REQUIREMENTS: Can you reproduce, word for word, the lines of the listing below from the line containing "Target: red and white sign" through the end of the listing, including both of those ends?
== MATERIAL FOR THE TASK ==
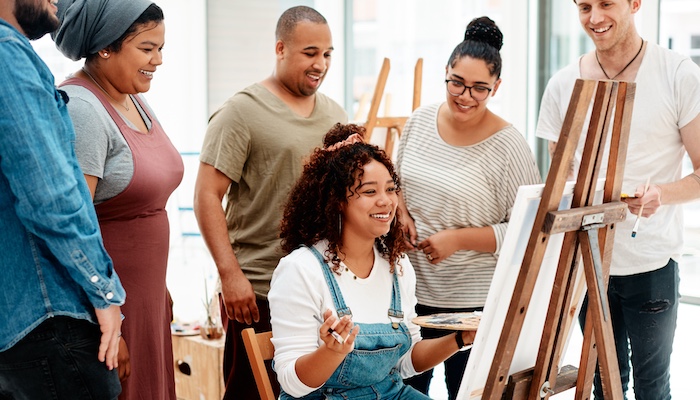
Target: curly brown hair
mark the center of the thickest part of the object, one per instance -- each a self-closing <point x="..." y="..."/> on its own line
<point x="316" y="200"/>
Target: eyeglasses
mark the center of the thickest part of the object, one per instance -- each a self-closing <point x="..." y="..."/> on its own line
<point x="457" y="88"/>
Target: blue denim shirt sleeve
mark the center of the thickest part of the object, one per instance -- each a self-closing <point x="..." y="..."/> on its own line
<point x="48" y="193"/>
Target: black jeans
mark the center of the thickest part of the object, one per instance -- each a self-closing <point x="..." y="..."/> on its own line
<point x="643" y="311"/>
<point x="57" y="360"/>
<point x="454" y="366"/>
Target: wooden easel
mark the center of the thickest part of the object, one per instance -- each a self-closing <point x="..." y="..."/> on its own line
<point x="393" y="125"/>
<point x="589" y="234"/>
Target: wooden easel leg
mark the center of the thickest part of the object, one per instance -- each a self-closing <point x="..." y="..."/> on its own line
<point x="589" y="359"/>
<point x="599" y="315"/>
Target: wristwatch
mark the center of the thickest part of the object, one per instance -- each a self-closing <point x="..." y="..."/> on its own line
<point x="460" y="342"/>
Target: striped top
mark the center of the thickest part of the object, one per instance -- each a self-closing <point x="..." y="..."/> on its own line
<point x="452" y="187"/>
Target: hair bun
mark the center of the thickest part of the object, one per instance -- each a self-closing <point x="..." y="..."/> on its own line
<point x="483" y="29"/>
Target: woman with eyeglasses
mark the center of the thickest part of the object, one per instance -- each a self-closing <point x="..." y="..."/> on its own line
<point x="461" y="166"/>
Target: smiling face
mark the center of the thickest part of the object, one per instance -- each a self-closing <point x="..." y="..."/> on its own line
<point x="36" y="18"/>
<point x="371" y="205"/>
<point x="130" y="70"/>
<point x="304" y="58"/>
<point x="609" y="23"/>
<point x="471" y="72"/>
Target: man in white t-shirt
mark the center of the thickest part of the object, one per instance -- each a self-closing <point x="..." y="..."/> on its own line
<point x="643" y="288"/>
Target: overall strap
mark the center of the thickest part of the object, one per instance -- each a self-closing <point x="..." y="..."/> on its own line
<point x="338" y="300"/>
<point x="395" y="312"/>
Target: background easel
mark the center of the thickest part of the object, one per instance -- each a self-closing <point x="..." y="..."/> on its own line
<point x="393" y="125"/>
<point x="590" y="231"/>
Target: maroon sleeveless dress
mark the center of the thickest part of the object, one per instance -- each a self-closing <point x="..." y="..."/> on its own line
<point x="136" y="235"/>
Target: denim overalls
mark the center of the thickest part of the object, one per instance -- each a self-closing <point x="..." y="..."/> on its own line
<point x="368" y="372"/>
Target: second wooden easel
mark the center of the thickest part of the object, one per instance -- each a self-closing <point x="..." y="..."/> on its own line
<point x="589" y="232"/>
<point x="393" y="125"/>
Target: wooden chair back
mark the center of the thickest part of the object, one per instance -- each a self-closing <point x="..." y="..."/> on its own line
<point x="259" y="348"/>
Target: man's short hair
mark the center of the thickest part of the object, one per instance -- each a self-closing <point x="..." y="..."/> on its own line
<point x="290" y="18"/>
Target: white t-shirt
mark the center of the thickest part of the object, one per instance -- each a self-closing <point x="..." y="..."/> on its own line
<point x="299" y="291"/>
<point x="667" y="98"/>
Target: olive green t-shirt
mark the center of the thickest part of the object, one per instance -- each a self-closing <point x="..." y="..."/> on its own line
<point x="260" y="144"/>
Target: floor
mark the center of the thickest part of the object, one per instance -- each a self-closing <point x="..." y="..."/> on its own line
<point x="192" y="276"/>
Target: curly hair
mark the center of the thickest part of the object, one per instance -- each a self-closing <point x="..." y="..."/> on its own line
<point x="313" y="209"/>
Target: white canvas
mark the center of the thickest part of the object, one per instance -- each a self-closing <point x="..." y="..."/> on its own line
<point x="502" y="286"/>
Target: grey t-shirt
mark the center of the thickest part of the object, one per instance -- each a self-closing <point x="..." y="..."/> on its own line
<point x="100" y="147"/>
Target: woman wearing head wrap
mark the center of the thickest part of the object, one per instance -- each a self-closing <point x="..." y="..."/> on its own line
<point x="461" y="166"/>
<point x="131" y="168"/>
<point x="342" y="302"/>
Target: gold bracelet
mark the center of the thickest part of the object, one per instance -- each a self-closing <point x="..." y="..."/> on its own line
<point x="695" y="176"/>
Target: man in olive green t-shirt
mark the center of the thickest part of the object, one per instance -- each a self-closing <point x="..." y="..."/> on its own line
<point x="253" y="152"/>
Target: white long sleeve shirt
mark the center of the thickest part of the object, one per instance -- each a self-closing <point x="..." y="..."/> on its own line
<point x="299" y="291"/>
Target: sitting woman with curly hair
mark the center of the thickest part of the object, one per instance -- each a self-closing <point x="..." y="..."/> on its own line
<point x="342" y="301"/>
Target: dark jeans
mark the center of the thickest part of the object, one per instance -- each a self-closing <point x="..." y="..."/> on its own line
<point x="238" y="376"/>
<point x="57" y="360"/>
<point x="454" y="366"/>
<point x="643" y="311"/>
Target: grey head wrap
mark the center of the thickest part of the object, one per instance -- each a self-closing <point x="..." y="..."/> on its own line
<point x="88" y="26"/>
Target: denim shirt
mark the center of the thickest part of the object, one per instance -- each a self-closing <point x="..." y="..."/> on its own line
<point x="52" y="260"/>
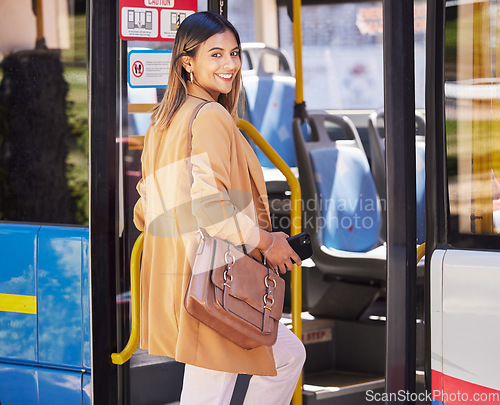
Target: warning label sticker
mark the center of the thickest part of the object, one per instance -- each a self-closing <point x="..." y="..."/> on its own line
<point x="153" y="20"/>
<point x="148" y="68"/>
<point x="170" y="20"/>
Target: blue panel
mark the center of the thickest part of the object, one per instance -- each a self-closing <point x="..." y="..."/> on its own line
<point x="59" y="387"/>
<point x="86" y="390"/>
<point x="60" y="295"/>
<point x="17" y="276"/>
<point x="349" y="203"/>
<point x="17" y="258"/>
<point x="18" y="385"/>
<point x="18" y="336"/>
<point x="86" y="302"/>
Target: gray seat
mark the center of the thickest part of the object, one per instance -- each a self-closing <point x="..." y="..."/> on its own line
<point x="341" y="207"/>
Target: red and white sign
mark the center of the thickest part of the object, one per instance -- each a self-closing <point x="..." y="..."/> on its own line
<point x="153" y="20"/>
===
CORRECT ANSWER:
Target: red and white sign
mark the center of the thickest part of the object, one per instance -- each a self-closing <point x="..." y="..."/> on its own line
<point x="153" y="20"/>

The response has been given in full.